**EXTRACT TO READ**.
⁂

<div class="alert alert-block alert-info">

**TODO:**
* check all texts
* fix comments
* testing here with validation; final tests with test set
* try scaled/unscaled data for trees
* have it without outputs on Github
* remove all but one decision tree and one non-decision tree models and make it task to find others and adjust their hyperparameters; provide "solution" script with % load solutions.py (note that this cell has to be run twice then)
* Add info on used data and goal of exercise
* make sure to make it possible to go through in 30 min
    
</div>

# Shallow regression for vector data

Reminder: We are within supervised learning (we have labels/targets that are real values) -> Regression


In this notebook we read the zip code data produced by **02_vector_preparations** and create different machine learning models for
predicting the average zip code income from population and spatial features.

We will assesses the models error metrics with a test dataset but also predict the number to all zip codes and write the result to a geopackage for closer inspection.

Notebook contents:
0. Environment preparation
1. Reading the data
2. Function defintion
3. Baseline naive approach
4. Baseline linear regression
5. Gradient Boosting
6. Random Forest
7. Bagging
8. AdaBoost
9. Comparing the models
10. Task 


## 0. Environment preparation

In [2]:
import time
import geopandas as gpd
import pandas as pd
from math import sqrt
import os
import matplotlib.pyplot as plt
from sklearn.linear_model import LinearRegression

from sklearn.ensemble import GradientBoostingRegressor, RandomForestRegressor, BaggingRegressor,ExtraTreesRegressor, AdaBoostRegressor

from sklearn.metrics import mean_squared_error, mean_absolute_error,r2_score

import seaborn as sns 

## 1. Reading the data
### 1.1 Define input and output file paths 

In [3]:
username = os.environ.get('USER')

⁂

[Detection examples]
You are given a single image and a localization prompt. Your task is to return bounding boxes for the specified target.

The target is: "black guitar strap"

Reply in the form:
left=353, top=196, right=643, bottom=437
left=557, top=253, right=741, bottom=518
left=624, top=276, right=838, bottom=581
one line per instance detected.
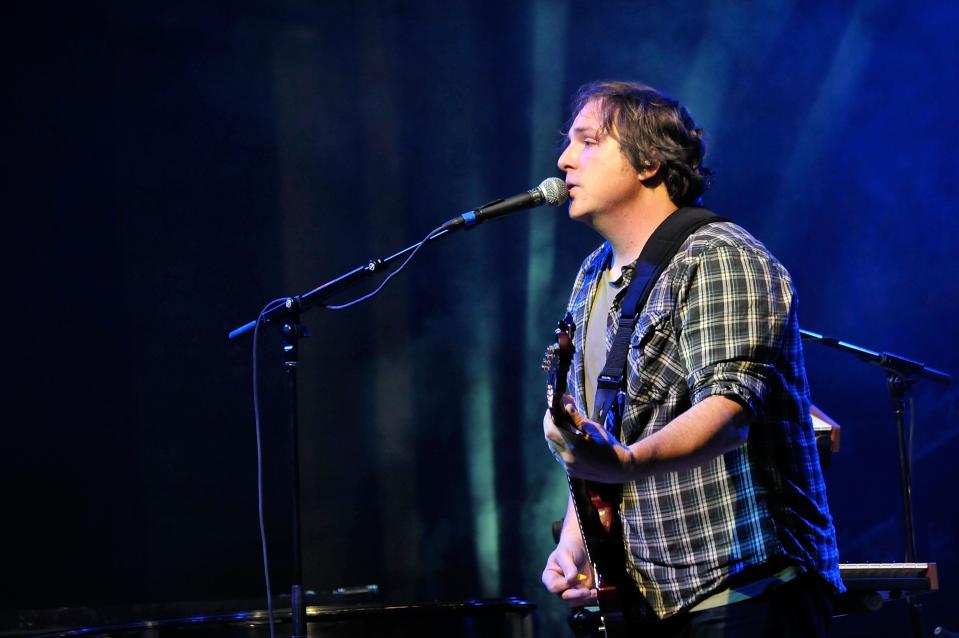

⁂

**WHAT TO WORK ON**.
1. Answer these questions from the regression notebook:
(a) Which notebook produced the zip code data that this one reads?
(b) Which file format are the predictions for all zip codes written to?
(c) How many minutes should it take to go through the notebook, according to the TODO list?
2. Translate this sentence from the regression notebook into German: "In this notebook we read the zip code data produced by 02_vector_preparations and create different machine learning models for predicting the average zip code income from population and spatial features."

**TASK-BY-TASK OUTPUTS**.
1.
(a) 02_vector_preparations
(b) A geopackage
(c) 30 minutes

2. In diesem Notebook lesen wir die von 02_vector_preparations erzeugten Postleitzahldaten ein und erstellen verschiedene Modelle des maschinellen Lernens, um das durchschnittliche Einkommen je Postleitzahl aus Bevölkerungs- und räumlichen Merkmalen vorherzusagen.